Source extract:
January 30, 2004

Editorial:

Proposition 57 and 58 a Bad Deal for Minority Communities

We are combining Propositions 57 and 58, because one without the other does not matter. In this election, the fate of Prop 57 is dependent on Prop 58, and vice versa. Budget/bond issues are, inherently, difficult to understand and with the co-dependency of the two, these Propositions are even more confusing for the common man or woman.

Proposition 57 is the Economic Recovery Bond Act (Bond Act, put on the Ballot by the Legislature - Majority Approval Required), put forth by Governor Arnold Schwarzenegger to balance this year’s budget, asks “Should the state of California borrow $15 billion through the sale of bonds to provide financing for California’s budget deficit?” The bond authorized by this measure would be used in place of the deficit-financing bond authorized last year by the Legislature. Proposition 58 must also be approved for it to take effect.

To put it simply, the state has been spending more than it has been bringing in for several years now, and it is now time to pay the piper. Former Governor Gray Davis had hoped to pay off the deficit by increasing the car registration fees and through a $10.7 billion bond approved last year.

After the recall election, Schwarzenegger, who had tapped into the anger over the car registration fee, delivered on his promise to rescind the fee and instead has proposed his $15 billion bond to cover the shortfall.

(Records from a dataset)
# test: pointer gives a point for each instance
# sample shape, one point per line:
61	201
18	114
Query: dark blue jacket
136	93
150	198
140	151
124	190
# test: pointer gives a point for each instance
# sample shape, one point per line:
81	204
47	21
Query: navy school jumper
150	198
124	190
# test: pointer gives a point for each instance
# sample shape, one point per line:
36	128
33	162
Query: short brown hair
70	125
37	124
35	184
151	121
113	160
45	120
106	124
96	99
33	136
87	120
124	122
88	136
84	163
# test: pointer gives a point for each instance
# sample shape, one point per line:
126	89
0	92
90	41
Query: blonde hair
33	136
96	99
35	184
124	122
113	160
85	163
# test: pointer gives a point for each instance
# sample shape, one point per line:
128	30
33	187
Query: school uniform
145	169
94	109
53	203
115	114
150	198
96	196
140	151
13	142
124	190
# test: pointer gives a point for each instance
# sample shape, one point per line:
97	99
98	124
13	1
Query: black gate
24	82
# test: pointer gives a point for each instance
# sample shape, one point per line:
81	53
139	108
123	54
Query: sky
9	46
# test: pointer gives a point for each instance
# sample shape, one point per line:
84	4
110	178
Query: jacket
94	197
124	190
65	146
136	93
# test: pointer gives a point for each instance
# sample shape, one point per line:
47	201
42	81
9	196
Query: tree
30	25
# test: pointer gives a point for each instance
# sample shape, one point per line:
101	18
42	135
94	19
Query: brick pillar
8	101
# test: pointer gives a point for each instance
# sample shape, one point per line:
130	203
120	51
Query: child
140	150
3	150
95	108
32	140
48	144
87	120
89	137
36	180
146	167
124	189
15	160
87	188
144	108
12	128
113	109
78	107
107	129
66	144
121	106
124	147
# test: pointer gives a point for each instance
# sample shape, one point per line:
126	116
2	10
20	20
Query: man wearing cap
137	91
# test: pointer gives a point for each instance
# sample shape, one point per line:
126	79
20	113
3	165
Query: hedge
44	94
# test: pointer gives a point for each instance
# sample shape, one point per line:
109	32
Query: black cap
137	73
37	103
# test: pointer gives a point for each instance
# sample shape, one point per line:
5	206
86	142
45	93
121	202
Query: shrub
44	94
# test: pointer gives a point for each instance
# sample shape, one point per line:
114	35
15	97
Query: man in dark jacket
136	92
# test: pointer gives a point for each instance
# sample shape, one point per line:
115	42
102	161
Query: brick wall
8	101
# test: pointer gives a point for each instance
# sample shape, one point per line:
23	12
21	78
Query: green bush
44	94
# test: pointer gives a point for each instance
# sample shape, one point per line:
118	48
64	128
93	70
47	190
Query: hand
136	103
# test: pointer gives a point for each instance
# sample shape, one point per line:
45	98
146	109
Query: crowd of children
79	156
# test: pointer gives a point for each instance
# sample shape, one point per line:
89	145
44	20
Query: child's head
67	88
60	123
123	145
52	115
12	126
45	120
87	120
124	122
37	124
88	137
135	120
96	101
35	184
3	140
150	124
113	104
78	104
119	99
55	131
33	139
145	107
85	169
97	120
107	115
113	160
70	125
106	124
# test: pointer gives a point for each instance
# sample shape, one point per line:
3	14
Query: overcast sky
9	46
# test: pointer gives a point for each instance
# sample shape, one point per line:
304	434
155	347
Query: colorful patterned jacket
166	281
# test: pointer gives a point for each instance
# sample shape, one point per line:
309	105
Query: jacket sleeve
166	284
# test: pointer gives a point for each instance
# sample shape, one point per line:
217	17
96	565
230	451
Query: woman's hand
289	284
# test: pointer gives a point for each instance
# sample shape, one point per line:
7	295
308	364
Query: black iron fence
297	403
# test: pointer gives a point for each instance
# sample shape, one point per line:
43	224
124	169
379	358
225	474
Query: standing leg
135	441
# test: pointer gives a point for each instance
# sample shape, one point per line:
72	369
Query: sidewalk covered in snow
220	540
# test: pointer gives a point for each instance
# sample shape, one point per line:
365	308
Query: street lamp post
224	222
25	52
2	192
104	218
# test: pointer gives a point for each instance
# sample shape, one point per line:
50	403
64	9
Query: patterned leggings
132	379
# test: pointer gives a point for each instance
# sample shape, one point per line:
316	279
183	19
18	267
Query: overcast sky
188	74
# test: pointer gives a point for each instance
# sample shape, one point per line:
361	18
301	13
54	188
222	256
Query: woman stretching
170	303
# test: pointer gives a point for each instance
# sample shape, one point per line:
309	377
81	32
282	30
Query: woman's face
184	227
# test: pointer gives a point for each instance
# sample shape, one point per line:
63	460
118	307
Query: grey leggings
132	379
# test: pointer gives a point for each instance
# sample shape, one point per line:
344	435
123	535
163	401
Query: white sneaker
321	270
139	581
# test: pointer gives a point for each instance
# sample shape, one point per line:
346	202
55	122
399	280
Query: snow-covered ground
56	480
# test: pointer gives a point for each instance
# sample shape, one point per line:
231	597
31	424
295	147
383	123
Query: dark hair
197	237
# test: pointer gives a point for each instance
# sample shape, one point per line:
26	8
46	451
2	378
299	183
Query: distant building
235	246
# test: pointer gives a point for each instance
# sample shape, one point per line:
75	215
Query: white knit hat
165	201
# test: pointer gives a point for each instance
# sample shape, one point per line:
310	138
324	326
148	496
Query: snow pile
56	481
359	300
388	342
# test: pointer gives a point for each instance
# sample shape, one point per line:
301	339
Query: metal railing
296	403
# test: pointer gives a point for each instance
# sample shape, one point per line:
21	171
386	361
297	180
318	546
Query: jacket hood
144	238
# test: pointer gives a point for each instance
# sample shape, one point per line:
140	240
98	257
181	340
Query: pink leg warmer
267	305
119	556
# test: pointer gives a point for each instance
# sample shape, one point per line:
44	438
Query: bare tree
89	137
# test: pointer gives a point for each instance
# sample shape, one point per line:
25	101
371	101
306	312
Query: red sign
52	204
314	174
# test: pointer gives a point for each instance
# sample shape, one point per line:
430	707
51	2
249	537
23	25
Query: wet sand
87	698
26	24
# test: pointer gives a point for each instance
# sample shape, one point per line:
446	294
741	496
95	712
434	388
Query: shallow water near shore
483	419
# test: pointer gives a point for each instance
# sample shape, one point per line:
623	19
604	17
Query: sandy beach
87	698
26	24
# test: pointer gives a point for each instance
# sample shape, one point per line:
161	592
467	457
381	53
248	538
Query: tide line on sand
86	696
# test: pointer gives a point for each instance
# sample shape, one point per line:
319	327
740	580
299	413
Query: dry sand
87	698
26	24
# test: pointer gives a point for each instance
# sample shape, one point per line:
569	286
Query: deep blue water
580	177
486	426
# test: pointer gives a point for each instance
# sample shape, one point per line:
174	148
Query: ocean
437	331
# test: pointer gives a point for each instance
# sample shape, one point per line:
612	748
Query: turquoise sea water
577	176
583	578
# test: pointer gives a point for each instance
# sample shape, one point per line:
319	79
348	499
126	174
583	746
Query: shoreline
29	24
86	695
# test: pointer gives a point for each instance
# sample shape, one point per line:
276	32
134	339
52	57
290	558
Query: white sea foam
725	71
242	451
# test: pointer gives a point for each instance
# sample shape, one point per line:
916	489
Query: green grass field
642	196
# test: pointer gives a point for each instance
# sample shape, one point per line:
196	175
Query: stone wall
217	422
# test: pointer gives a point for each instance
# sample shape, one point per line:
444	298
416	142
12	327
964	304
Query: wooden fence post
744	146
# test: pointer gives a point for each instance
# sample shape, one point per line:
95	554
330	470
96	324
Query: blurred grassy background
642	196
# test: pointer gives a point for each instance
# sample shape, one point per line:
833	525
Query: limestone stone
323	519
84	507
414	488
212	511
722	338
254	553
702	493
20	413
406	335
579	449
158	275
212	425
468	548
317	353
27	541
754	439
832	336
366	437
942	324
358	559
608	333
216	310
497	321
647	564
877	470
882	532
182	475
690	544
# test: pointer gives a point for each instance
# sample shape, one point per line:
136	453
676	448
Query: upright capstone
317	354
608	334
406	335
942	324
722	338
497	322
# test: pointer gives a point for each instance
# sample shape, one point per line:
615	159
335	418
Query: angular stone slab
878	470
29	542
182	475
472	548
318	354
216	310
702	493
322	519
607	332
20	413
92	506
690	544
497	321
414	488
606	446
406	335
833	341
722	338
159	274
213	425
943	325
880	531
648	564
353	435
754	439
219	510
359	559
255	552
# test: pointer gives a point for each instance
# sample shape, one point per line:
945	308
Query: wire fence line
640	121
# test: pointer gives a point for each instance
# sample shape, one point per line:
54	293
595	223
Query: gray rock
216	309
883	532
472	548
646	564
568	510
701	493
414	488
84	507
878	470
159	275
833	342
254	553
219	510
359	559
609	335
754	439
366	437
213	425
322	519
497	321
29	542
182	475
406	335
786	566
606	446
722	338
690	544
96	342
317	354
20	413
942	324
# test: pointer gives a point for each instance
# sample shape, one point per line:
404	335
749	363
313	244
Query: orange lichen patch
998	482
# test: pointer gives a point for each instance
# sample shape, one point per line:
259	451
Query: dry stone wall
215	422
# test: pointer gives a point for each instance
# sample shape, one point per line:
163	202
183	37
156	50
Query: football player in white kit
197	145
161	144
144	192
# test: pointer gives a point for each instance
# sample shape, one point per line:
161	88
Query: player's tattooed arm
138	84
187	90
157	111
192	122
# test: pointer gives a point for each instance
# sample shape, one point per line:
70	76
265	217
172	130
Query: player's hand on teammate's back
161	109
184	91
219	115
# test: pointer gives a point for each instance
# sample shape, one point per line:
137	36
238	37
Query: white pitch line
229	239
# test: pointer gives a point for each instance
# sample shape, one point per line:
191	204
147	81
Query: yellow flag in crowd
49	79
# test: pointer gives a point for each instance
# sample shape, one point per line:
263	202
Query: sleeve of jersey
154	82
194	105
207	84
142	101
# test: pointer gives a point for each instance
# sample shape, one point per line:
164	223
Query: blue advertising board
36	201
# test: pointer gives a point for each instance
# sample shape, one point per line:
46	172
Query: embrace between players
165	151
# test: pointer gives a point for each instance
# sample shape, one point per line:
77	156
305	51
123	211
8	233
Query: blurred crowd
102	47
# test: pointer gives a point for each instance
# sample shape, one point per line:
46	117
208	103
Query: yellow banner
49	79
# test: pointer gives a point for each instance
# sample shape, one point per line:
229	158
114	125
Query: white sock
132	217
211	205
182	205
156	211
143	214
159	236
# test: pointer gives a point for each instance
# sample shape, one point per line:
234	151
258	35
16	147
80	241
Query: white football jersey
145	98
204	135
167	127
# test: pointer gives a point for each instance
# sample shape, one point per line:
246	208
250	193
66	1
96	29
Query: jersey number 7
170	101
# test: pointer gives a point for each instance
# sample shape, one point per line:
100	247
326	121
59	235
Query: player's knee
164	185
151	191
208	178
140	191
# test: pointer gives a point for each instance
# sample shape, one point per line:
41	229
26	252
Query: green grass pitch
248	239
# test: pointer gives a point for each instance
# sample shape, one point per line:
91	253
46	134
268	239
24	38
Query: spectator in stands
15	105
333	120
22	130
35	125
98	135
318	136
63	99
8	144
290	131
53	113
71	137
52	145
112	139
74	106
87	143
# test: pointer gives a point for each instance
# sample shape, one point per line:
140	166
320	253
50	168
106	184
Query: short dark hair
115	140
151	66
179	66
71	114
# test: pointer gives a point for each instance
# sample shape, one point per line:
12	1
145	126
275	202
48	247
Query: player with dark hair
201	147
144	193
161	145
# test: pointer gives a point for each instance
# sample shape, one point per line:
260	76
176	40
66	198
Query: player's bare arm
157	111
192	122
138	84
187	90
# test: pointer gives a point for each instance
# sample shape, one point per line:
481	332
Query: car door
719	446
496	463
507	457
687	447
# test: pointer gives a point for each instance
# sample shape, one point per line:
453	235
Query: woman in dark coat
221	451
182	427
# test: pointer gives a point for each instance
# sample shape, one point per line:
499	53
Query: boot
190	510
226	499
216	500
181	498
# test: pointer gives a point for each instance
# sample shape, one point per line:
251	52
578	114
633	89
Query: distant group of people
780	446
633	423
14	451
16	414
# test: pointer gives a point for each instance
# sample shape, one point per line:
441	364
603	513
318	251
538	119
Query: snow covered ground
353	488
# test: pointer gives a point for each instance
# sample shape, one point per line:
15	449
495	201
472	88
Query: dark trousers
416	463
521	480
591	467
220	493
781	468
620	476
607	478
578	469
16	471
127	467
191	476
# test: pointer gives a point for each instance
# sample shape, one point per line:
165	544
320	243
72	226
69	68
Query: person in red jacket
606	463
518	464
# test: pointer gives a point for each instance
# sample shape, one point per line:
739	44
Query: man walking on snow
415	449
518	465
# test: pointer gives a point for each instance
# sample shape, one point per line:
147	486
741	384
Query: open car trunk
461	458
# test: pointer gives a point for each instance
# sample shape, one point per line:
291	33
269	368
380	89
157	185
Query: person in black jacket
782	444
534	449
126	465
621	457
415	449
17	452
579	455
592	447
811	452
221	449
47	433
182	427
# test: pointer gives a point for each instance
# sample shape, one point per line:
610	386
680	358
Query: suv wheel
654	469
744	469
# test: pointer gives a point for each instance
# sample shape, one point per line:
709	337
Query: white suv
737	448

Assignment 1:
Answer these questions from the editorial on Propositions 57 and 58.
(a) How much money would Proposition 57 have the state borrow through the sale of bonds?
(b) By what two means had Former Governor Gray Davis hoped to pay off the deficit?
(c) Which other proposition must be approved for Proposition 57 to take effect?
Assignment 2: List every name or short form the editorial on Propositions 57 and 58 uses for Proposition 57.
Assignment 3: Copy the editorial's wording from "Proposition 57 and" up to and including "man or woman.".

Written reply 1:
(a) $15 billion.
(b) By increasing the car registration fees and through a $10.7 billion bond approved last year.
(c) Proposition 58.

Written reply 2: Proposition 57; Prop 57; Economic Recovery Bond Act; Bond Act

Written reply 3:
Proposition 57 and 58 a Bad Deal for Minority Communities

We are combining Propositions 57 and 58, because one without the other does not matter. In this election, the fate of Prop 57 is dependent on Prop 58, and vice versa. Budget/bond issues are, inherently, difficult to understand and with the co-dependency of the two, these Propositions are even more confusing for the common man or woman.